**DOCUMENT EXCERPT**
◆ ◆ ◆

The final problem is quality standards. Authors approach a publisher who has a legal 
obligation and a professional reputation to produce a quality product. Librarians rely on 
consistent quality from reputable publishers to set the standards. One thing books had 
that resources on the Internet do not have is the accountability of a publisher. Publishers 
have a legal obligation to print the verifiable truth. They edit the content, structure, and 
grammar of their publications. They also verify the sources mentioned. So, this brings up 
the issue as to whether the Internet is even worth the time to catalog due to the varied 
quality. 

There are three major problems in cataloging the Internet: the lack of universally 
accepted controlled vocabulary; the lack of stability due to frequency of change to the 
data; and the lack of quality standards. 

There are many people trying to develop projects with the goal of establishing 
standards for all to use. The fact that there are so many efforts is a real problem in 
solidifying consistency. But there are three that seem to be getting the most attention, 
partly due to the institutions from which they started, the sponsorship, and the members. 

Three main current projects include the Dublin Core, OCLC (CORC), and the 
Coalition for Networked Information (CNI). 

In March 1995, fifty-two librarians, archivists, and scholars attended an OCLC- 
sponsored workshop to reach some agreement on what the core of a descriptive record 
for items on the Internet might include. The result was thirteen elements that they named 
the Dublin Core Metadata Element Set (Chepesiuk 60). The Dublin Core has become a 
prominent candidate for cataloging electronic material. Their goal was to create a set of 
metadata elements that, when defined, could be easily understood by web developers. 
Along with that basic ability, the elements provide the capability to further modify the 
data for more precise specialized communities of topics. The data elements selected 
include: title; author; subject; description; publisher; other contributor; date; resource 
type; format; identifier; source; language; relation; coverage; rights management.

◆ ◆ ◆

**DATA EXCERPT**
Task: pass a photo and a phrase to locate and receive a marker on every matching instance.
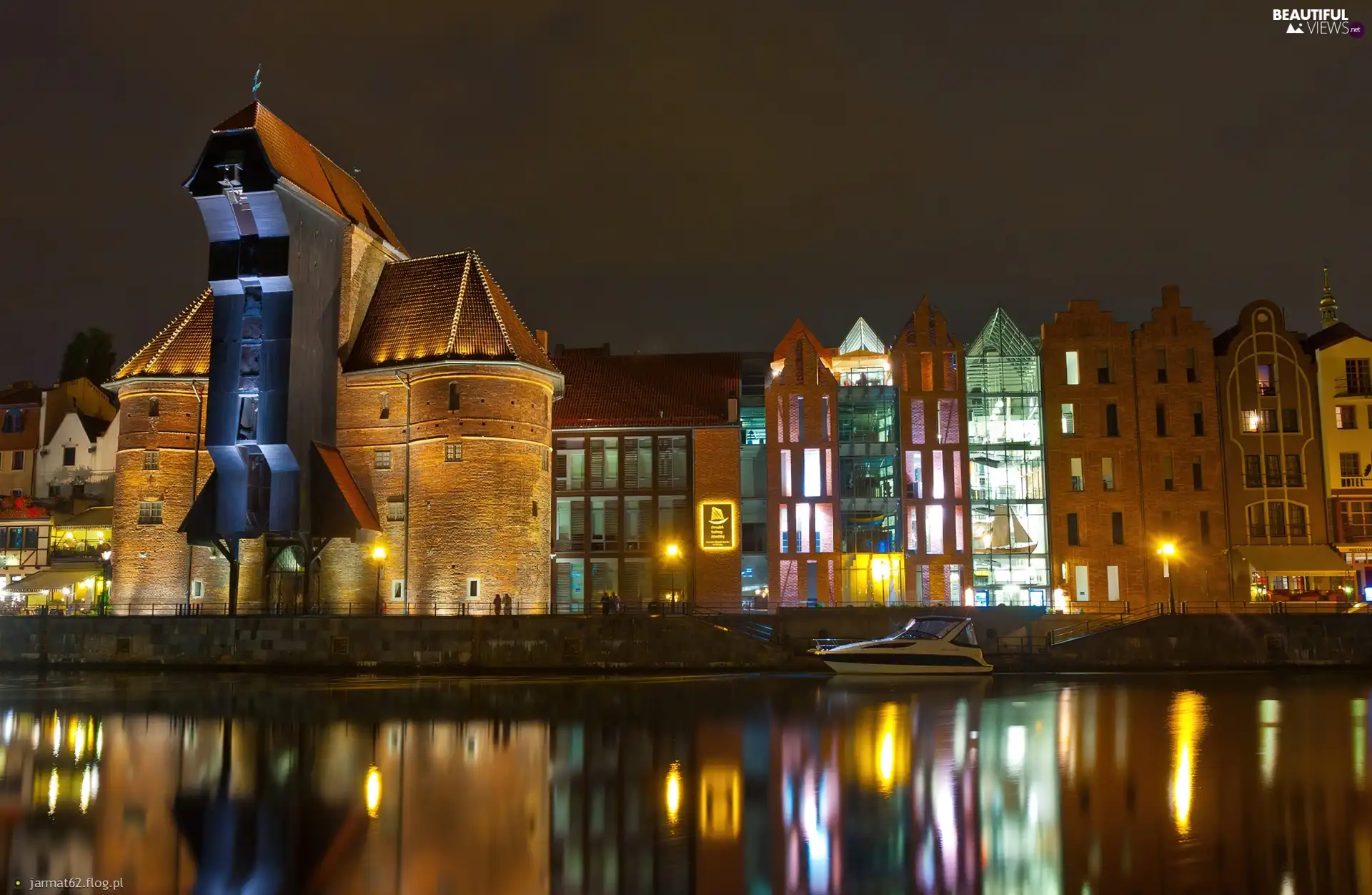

◆ ◆ ◆

**EXERCISE PROMPT**
In the excerpt on cataloging the Internet, who attended the OCLC-sponsored workshop in March 1995?

**EXERCISE RESPONSE**
Fifty-two librarians, archivists, and scholars.